The number of schools that call themselves international is growing exponentially. In addition many other schools are exploring the concept of international-mindedness and what that might mean in the contemporary world of globalisation. This book sets out to provide a critical perspective on current issues facing 'international schooling', particularly the conflict between 'internationalising' and 'globalising' tendencies and to explore these as they affect teaching and learning, curriculum, pedagogy and assessment as well as to explore the contribution international schools might make to the achievement of global citizenship. It is the first book to critically analyse the ambiguities, tensions and conflicts that face those involved with and researching, international schools and their role in global networking. Issues addressed include:



  • the political economy of international schools (Hugh Lauder and Ceri Brown)


  • their relations to global and local cultures, global markets and civil society (Richard Bates)

SUPPLIED RECORDS ->
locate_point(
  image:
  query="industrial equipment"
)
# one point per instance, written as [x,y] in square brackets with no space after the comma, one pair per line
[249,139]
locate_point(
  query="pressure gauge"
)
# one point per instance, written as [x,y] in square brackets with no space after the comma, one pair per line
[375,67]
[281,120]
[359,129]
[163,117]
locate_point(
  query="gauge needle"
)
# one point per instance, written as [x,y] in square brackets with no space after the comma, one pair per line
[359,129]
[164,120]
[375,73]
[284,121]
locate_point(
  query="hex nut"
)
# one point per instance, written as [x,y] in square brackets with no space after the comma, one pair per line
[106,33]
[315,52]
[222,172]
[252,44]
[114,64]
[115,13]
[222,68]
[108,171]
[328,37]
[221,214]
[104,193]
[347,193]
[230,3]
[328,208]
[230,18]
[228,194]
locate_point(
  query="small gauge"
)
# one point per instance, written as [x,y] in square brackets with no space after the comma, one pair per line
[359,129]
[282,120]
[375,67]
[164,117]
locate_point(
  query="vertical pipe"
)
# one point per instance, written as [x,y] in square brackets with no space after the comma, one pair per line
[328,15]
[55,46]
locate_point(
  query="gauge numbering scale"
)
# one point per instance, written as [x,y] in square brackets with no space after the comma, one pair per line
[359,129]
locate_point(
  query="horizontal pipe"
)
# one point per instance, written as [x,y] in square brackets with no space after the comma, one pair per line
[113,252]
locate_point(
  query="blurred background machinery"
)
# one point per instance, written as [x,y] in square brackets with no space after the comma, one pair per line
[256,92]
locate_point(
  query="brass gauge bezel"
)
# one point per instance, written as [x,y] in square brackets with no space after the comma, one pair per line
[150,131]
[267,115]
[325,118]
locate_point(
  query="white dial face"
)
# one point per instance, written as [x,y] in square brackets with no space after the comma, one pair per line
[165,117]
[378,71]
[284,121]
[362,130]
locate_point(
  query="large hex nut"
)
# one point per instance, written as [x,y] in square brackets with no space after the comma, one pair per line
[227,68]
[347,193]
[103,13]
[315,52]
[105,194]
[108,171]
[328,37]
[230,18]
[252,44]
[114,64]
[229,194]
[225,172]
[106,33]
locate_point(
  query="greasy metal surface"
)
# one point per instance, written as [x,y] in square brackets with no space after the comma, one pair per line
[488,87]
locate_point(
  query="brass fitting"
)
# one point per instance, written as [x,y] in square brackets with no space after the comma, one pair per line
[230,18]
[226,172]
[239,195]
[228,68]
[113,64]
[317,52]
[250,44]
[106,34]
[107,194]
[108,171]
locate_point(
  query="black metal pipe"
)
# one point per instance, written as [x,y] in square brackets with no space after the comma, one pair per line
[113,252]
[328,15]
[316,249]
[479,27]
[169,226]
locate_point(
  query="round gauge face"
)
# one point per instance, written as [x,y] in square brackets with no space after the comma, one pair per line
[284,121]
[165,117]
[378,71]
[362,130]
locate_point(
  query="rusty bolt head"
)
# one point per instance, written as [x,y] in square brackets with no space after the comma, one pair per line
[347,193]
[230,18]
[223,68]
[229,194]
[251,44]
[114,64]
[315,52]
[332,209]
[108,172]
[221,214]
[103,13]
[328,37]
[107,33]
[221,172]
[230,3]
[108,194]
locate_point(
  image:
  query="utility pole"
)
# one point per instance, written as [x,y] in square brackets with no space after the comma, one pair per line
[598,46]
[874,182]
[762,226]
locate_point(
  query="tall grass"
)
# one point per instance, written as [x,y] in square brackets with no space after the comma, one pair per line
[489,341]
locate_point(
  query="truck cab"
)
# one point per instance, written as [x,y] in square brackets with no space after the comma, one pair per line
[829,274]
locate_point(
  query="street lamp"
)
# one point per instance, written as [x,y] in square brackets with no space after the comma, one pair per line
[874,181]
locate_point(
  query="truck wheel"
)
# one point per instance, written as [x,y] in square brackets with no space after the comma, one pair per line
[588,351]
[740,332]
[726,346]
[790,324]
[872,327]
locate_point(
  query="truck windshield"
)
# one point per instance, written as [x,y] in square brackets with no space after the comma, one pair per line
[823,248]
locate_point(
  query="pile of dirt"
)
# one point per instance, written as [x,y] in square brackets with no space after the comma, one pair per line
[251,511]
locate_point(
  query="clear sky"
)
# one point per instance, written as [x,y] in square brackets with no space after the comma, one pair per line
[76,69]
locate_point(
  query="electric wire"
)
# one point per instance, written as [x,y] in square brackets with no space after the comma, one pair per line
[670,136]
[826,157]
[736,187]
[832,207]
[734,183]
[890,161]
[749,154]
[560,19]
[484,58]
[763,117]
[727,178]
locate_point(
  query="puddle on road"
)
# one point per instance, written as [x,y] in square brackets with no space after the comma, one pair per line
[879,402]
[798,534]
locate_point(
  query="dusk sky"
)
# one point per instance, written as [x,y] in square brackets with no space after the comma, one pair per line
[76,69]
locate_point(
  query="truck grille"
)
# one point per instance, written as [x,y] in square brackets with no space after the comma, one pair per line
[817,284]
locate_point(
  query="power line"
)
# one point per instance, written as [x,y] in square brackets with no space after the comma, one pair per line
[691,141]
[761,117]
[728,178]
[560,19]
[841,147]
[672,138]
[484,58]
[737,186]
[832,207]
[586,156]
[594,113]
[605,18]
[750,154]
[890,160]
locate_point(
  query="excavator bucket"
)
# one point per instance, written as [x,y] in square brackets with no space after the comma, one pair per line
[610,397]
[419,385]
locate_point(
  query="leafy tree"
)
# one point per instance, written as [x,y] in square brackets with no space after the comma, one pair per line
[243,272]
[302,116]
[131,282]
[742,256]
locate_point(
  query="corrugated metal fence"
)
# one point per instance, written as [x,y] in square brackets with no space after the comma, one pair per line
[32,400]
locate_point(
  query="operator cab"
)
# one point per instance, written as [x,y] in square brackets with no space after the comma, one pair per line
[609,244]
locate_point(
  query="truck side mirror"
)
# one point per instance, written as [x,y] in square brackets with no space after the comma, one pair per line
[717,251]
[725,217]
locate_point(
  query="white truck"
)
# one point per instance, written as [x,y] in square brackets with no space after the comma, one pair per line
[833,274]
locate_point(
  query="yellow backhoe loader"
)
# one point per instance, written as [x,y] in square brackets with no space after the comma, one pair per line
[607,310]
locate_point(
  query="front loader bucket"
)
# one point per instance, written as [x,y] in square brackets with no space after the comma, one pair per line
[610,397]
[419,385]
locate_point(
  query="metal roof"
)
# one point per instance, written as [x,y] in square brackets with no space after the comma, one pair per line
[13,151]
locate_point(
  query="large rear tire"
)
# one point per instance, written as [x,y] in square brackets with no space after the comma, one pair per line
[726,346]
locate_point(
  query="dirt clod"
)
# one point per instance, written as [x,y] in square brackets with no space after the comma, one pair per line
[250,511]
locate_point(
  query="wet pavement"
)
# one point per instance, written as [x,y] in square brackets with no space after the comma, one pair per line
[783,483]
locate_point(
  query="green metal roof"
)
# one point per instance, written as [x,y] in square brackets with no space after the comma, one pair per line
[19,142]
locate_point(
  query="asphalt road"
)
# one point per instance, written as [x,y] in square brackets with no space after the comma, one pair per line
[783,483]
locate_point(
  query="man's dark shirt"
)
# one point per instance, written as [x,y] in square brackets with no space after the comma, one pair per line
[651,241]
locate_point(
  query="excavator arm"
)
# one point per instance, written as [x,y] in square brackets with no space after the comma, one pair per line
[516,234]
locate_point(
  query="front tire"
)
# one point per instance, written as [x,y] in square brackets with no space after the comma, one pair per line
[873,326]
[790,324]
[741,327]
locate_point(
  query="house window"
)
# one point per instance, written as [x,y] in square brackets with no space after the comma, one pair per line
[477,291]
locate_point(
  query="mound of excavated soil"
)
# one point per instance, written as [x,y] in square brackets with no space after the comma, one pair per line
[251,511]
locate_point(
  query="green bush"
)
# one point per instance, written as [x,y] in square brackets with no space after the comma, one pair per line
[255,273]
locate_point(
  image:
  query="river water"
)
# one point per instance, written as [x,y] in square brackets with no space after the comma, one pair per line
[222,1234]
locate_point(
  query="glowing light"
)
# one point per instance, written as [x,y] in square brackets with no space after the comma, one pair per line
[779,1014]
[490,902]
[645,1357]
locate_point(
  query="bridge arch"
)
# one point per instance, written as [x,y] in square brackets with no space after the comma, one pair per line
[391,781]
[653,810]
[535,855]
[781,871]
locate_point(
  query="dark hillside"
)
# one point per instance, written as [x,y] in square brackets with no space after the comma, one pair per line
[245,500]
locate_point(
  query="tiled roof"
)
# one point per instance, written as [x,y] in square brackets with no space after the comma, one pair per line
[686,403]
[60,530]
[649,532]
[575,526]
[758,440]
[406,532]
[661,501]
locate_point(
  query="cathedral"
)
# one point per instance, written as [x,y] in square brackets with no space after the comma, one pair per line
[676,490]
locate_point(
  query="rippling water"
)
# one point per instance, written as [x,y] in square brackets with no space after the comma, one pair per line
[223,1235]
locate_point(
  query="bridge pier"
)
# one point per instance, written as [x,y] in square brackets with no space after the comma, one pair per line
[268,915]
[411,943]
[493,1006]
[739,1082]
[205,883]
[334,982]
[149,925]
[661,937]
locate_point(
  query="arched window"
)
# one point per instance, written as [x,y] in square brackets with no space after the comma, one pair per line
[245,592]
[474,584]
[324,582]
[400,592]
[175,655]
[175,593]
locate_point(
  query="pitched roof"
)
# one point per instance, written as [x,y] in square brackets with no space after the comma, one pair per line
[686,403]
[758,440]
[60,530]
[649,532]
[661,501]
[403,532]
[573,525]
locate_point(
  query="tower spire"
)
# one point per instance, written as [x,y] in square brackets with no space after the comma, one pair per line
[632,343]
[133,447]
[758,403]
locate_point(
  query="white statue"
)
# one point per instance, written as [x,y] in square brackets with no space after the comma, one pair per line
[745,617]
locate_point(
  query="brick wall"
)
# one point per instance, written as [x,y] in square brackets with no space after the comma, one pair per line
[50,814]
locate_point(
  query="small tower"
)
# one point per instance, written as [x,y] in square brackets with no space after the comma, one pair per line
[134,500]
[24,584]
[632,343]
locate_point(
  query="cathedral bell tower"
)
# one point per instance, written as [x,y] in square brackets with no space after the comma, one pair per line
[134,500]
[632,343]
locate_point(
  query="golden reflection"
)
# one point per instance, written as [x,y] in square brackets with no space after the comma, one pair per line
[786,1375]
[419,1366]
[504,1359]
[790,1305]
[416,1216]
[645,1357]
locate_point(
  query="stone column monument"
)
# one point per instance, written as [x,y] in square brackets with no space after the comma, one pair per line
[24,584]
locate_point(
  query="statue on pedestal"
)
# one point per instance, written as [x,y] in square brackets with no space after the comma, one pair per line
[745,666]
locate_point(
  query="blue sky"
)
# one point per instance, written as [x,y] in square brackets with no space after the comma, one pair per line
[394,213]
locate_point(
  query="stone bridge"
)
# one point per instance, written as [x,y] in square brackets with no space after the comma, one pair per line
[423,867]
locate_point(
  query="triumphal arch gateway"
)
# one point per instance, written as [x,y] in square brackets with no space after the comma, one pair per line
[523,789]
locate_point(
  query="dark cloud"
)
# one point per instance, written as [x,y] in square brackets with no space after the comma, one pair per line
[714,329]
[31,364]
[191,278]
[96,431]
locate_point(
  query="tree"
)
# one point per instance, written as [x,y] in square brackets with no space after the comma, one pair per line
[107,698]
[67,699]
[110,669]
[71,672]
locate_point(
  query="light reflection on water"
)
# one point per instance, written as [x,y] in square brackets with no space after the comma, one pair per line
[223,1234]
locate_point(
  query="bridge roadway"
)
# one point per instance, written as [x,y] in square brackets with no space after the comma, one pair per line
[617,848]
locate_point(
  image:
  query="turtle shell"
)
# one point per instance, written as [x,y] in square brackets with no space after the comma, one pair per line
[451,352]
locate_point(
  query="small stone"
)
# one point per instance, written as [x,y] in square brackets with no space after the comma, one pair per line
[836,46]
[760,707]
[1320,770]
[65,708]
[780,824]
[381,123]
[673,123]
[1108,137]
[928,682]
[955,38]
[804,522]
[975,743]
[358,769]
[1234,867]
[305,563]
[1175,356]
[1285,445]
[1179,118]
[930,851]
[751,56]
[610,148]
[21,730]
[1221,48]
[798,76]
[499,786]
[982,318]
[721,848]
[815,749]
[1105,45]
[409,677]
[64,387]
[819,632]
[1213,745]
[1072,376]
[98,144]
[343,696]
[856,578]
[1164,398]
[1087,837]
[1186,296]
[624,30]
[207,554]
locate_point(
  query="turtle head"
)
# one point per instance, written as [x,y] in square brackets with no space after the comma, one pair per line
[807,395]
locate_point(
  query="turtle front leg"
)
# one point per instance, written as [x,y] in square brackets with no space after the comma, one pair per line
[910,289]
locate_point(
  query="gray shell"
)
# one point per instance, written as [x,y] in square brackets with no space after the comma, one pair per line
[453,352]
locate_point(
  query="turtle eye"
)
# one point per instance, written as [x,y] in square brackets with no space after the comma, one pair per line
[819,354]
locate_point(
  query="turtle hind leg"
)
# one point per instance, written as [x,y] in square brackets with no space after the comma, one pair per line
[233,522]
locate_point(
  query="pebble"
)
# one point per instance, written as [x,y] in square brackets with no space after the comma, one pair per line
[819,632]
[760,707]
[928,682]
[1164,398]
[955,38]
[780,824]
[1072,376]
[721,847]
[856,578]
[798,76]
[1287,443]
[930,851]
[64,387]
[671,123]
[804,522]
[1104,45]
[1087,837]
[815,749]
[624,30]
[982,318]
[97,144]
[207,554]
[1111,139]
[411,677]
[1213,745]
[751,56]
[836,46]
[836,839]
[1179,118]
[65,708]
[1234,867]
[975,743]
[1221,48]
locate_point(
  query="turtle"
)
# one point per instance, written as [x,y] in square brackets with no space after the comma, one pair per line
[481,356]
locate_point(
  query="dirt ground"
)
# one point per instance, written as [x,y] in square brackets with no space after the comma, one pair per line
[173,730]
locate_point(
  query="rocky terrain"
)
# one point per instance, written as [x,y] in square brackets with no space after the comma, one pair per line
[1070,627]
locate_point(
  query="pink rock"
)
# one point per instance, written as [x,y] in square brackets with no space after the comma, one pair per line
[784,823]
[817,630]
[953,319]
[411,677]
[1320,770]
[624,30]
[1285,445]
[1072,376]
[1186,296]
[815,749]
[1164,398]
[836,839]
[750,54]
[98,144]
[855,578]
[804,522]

GIVEN REQUEST ->
Please answer these questions using the passage on international schools:
1. What is growing exponentially?
2. Which conflict does the book address in particular?
3. Whose names accompany the topic of the political economy of international schools?

THE COMPLETED TASK ->
1. The number of schools that call themselves international.
2. The conflict between "internationalising" and "globalising" tendencies.
3. Hugh Lauder and Ceri Brown.